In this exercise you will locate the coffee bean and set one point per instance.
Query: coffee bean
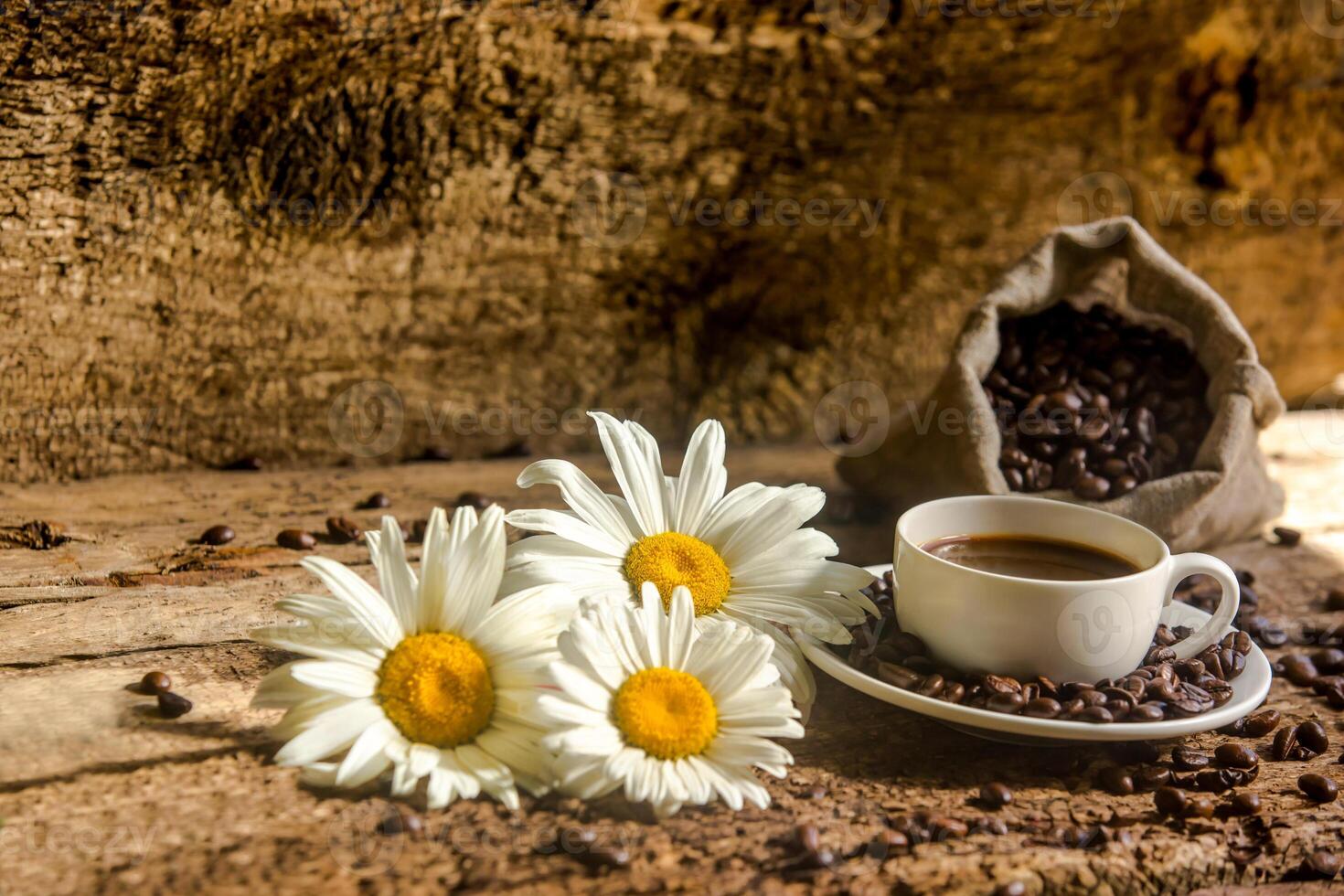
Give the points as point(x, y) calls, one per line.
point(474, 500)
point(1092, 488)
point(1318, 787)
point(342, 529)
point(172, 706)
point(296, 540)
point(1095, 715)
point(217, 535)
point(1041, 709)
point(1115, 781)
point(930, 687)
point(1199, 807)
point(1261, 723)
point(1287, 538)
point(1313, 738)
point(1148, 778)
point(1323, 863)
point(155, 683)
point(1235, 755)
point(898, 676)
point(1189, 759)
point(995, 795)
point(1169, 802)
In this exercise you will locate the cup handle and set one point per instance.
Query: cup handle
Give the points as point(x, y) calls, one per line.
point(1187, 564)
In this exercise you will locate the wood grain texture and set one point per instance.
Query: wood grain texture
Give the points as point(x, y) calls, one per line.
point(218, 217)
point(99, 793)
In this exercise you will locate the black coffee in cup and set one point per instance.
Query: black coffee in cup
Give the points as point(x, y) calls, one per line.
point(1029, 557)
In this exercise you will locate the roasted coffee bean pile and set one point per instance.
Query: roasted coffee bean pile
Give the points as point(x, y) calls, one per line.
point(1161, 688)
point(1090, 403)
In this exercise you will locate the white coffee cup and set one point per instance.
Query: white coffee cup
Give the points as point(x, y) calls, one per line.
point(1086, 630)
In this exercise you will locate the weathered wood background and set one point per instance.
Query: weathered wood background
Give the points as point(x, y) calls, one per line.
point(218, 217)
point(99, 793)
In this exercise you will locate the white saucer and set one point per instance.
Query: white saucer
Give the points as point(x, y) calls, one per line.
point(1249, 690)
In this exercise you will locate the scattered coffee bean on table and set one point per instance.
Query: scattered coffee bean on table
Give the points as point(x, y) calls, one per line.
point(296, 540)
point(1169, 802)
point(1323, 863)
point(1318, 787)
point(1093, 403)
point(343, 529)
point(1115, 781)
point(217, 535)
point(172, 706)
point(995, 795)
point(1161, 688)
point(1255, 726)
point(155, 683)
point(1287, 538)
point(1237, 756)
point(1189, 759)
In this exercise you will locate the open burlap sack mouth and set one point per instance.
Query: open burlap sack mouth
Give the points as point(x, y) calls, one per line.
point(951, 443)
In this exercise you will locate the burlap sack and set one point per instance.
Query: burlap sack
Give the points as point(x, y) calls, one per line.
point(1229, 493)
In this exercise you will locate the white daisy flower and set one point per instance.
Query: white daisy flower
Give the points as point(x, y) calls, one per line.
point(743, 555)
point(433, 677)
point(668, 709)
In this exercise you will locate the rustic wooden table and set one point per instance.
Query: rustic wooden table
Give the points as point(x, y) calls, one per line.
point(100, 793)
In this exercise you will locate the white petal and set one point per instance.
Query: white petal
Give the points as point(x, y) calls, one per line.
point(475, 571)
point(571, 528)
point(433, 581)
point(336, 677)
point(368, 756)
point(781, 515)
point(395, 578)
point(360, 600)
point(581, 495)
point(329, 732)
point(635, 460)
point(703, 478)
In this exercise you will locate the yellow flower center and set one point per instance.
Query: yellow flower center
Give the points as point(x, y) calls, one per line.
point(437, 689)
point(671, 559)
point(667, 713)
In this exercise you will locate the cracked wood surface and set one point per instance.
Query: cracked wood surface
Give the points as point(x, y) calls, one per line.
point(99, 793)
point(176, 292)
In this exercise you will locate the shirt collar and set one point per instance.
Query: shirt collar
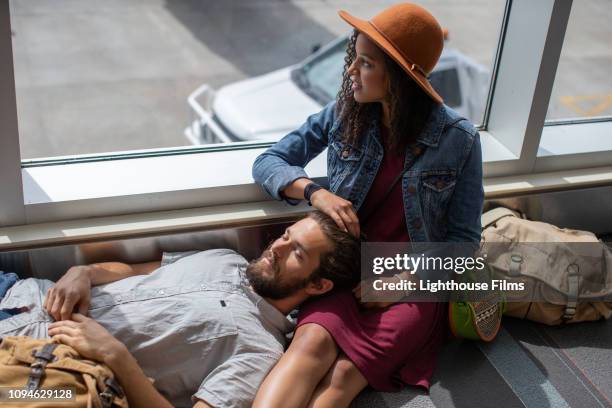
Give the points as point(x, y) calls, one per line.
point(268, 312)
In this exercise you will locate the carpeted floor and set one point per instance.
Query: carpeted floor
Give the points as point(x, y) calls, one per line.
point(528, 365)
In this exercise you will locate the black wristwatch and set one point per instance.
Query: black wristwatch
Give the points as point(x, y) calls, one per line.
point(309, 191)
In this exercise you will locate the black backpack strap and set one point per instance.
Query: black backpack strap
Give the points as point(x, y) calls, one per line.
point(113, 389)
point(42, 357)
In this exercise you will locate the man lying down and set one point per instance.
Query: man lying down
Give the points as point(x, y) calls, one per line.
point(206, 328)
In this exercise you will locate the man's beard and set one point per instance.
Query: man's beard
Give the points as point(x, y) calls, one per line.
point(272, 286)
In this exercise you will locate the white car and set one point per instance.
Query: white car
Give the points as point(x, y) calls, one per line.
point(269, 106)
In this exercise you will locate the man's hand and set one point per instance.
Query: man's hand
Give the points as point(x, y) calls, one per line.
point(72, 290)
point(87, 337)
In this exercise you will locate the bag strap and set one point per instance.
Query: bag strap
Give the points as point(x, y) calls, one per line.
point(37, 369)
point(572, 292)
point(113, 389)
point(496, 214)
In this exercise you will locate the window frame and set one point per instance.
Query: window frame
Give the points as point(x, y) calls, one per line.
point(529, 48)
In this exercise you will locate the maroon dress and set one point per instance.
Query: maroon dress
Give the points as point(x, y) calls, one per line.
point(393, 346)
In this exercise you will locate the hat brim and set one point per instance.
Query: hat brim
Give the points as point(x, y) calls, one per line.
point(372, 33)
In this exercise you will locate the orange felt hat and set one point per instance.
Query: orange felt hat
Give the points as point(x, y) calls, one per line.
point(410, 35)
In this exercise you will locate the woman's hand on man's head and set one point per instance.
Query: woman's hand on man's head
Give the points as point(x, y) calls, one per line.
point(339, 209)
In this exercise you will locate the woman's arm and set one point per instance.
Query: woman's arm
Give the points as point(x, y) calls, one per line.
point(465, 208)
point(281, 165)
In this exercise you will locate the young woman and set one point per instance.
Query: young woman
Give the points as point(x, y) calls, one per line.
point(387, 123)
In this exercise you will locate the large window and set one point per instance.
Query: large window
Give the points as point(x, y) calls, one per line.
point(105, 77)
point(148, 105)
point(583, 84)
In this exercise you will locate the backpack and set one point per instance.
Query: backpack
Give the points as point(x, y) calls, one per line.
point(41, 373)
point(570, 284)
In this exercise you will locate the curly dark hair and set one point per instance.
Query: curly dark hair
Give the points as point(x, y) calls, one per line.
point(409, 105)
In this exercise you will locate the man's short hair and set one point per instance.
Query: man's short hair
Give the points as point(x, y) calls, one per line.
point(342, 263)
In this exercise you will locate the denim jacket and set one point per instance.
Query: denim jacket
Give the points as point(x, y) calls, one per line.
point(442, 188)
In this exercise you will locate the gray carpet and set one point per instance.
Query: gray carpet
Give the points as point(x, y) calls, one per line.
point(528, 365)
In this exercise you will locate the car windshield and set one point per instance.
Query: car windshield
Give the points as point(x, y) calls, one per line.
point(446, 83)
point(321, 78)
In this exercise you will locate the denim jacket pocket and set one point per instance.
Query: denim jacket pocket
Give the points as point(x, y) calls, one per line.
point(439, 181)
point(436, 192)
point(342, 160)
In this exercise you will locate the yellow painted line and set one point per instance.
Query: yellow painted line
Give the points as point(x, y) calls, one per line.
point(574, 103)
________
What lines in the material above contain the word "painted"? Copy them out.

→ **Answer to this problem**:
In this exercise you will locate the yellow painted line and set one point per instance.
Query: yellow painted line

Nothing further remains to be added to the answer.